Bacaan yang Diberikan.
☆ ☆ ☆ ☆ ☆ ☆ ☆
HIDUPKATOLIK.COM – SAMSI Pomalingo (Pengurus Wilayah NU Provinsi Gorontalo) menegaskan, melihat banyaknya konflik sosial dan konflik agama maka moderasi agama sangat penting.
“Banyak yang bilang, kenapa agama harus dimoderasi? Sebenarnya bukan agamanya yang dimoderasi melainkan sikap kita terhadap agama yang harus dimoderasi,” ujarnya ketika berbicara pada Dialog Moderasi Beragama untuk Menangkal Radikalisme dan Menumbuhkembangkan Toleransi Beragama, Sabtu, (20/3/2021).
Dialog yang diselenggarakan PMKRI Kota Jajakan Gorontalo tersebut diadakan dalam bentuk zoom meeting yang dimoderatori Kartika Budiman dengan peserta berasal dari perwakilan ormas kemahasiswaan berbasis keagamaan seperti GMKI, HMI, PMII, IMM, KMHDI serta pengurus dan anggota PMKRI Gorontalo.
NU dan Muhamadiyah, sebut Pomalingo, terus mendukung pemerintah dalam mewujudkan universal beragama. “Membangun moderasi agama memang bukan hal yang gampang, tetapi kita harus terus yakini bahwa pentingnya moderasi agama untuk mewujudkan toleransi di negeri ini,” ujanya.
☆ ☆ ☆ ☆ ☆ ☆ ☆
Materi yang Ditampilkan.
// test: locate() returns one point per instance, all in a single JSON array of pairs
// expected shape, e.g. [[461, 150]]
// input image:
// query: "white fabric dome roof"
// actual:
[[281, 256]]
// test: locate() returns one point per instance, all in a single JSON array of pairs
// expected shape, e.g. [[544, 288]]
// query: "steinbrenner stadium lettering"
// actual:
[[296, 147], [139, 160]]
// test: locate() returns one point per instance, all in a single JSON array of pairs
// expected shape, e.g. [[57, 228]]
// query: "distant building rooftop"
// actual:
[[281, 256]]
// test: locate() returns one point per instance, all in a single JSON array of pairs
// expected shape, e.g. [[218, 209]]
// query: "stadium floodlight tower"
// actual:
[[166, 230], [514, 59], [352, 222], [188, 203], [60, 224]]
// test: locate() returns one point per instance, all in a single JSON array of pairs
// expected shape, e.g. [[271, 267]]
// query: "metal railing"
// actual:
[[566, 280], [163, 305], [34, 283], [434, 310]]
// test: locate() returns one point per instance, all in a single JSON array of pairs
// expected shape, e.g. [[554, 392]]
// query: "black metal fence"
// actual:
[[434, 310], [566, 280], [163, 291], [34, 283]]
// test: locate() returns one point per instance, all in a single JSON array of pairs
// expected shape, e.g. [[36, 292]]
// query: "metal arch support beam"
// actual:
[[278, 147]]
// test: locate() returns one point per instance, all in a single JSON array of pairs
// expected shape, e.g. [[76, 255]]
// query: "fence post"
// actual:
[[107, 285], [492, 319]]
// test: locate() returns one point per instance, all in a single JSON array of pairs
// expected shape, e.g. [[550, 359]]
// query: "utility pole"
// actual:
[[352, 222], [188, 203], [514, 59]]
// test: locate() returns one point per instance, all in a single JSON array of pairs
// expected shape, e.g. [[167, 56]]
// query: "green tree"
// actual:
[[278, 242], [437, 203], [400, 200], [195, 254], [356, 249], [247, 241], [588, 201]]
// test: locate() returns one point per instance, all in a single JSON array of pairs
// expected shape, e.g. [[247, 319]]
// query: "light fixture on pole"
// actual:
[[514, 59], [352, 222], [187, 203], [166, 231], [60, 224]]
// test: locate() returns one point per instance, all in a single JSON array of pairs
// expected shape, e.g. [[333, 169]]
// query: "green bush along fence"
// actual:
☆ ☆ ☆ ☆ ☆ ☆ ☆
Instruksi yang Diberikan 1.
Tulis ulang bagian bacaan tentang moderasi beragama yang dimulai dari kata-kata "Dialog yang diselenggarakan" dan berhenti setelah "anggota PMKRI Gorontalo.", dengan menukar "zoom meeting" menjadi "pertemuan daring".
Instruksi yang Diberikan 2.
Ubahlah paragraf dalam bacaan tentang moderasi beragama yang diawali "Dialog yang diselenggarakan" menjadi daftar berpoin yang memuat fakta-fakta utamanya.
Catatan di atas merupakan materi tersendiri yang terpisah dari bacaan.

Jawaban Tertulis 1.
Dialog yang diselenggarakan PMKRI Kota Jajakan Gorontalo tersebut diadakan dalam bentuk pertemuan daring yang dimoderatori Kartika Budiman dengan peserta berasal dari perwakilan ormas kemahasiswaan berbasis keagamaan seperti GMKI, HMI, PMII, IMM, KMHDI serta pengurus dan anggota PMKRI Gorontalo.

Jawaban Tertulis 2.
- Penyelenggara: PMKRI Kota Jajakan Gorontalo
- Bentuk kegiatan: zoom meeting
- Moderator: Kartika Budiman
- Peserta: perwakilan ormas kemahasiswaan berbasis keagamaan (GMKI, HMI, PMII, IMM, KMHDI) serta pengurus dan anggota PMKRI Gorontalo